**TASK OBJECTIVE**
Starting at the line containing "In the photo below, where can the street" and ending at the last line of the data, rewrite those lines with "stone building" changed to "brick building" and nothing else altered. Leave the pictures out of your version.

**STORED RECORDS**
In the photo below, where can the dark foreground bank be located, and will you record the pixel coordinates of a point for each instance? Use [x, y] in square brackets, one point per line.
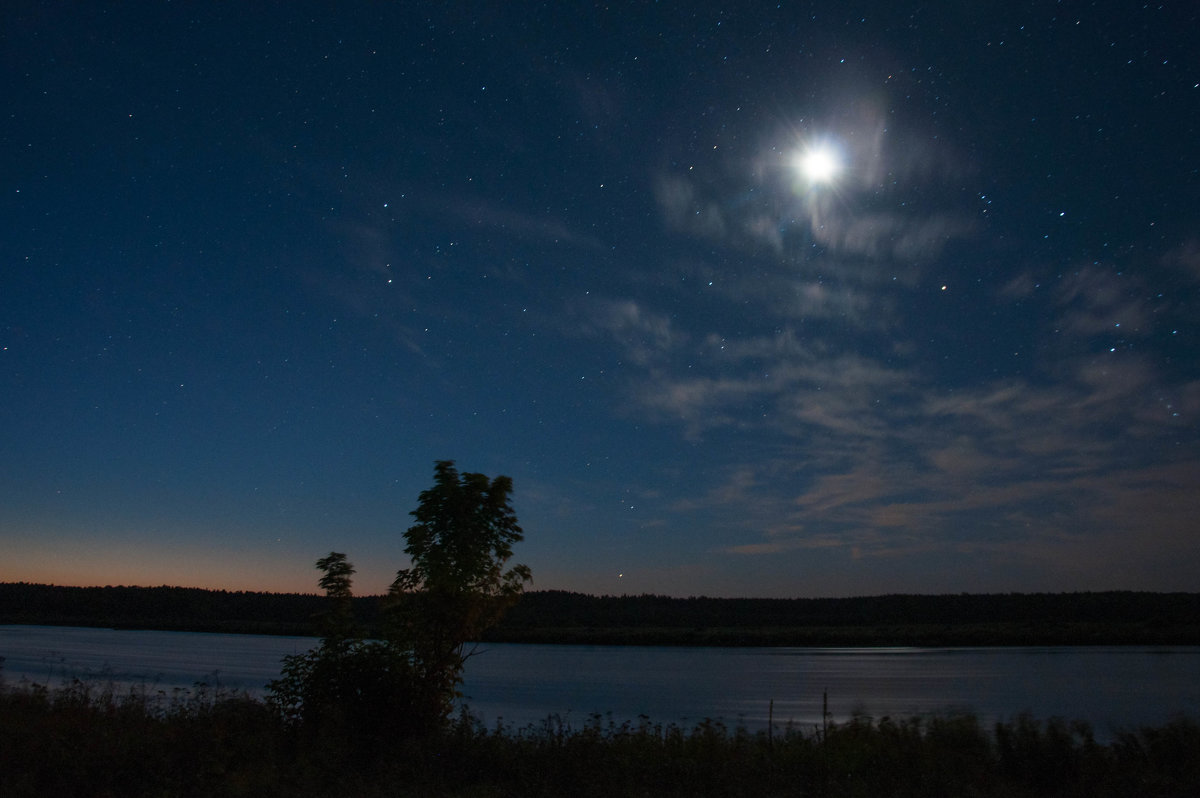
[87, 741]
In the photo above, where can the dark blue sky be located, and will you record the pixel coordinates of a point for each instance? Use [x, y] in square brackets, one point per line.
[263, 265]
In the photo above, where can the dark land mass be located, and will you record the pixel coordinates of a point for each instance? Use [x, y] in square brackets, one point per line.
[1110, 618]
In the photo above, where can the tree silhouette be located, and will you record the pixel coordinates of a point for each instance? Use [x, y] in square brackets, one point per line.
[457, 585]
[354, 689]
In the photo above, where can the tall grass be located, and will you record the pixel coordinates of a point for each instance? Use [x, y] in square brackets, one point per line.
[93, 739]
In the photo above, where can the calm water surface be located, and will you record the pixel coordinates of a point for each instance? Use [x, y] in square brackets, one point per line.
[1110, 687]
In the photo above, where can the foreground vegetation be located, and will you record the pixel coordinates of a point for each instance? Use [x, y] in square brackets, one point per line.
[89, 741]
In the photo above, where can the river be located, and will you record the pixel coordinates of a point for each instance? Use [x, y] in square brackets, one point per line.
[1113, 688]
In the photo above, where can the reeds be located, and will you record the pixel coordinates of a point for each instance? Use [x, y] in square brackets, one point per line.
[90, 739]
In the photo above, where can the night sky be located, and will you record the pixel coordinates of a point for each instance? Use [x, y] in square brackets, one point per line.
[785, 299]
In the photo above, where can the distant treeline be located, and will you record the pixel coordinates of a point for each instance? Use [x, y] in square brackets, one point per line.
[562, 617]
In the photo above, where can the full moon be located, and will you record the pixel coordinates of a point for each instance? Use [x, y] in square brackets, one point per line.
[819, 163]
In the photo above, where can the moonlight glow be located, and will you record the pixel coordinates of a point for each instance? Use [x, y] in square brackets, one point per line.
[819, 163]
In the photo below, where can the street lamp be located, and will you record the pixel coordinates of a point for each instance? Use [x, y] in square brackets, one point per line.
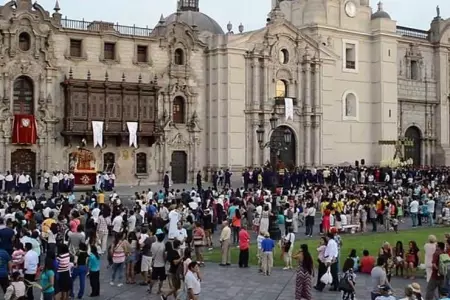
[273, 121]
[260, 133]
[287, 136]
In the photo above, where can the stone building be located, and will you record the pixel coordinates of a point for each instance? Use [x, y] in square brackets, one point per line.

**EXPECTED ANSWER**
In the photo below, where can the street lamp be located, and will you record the pixel coordinates of a point for each instance? Use [x, y] in square brackets, one point per line.
[273, 121]
[260, 133]
[287, 136]
In the photo above, where can the brick building be located, and will you record the pixel coordinates of a point for each instance? Use [x, y] in square brackets, one point per line.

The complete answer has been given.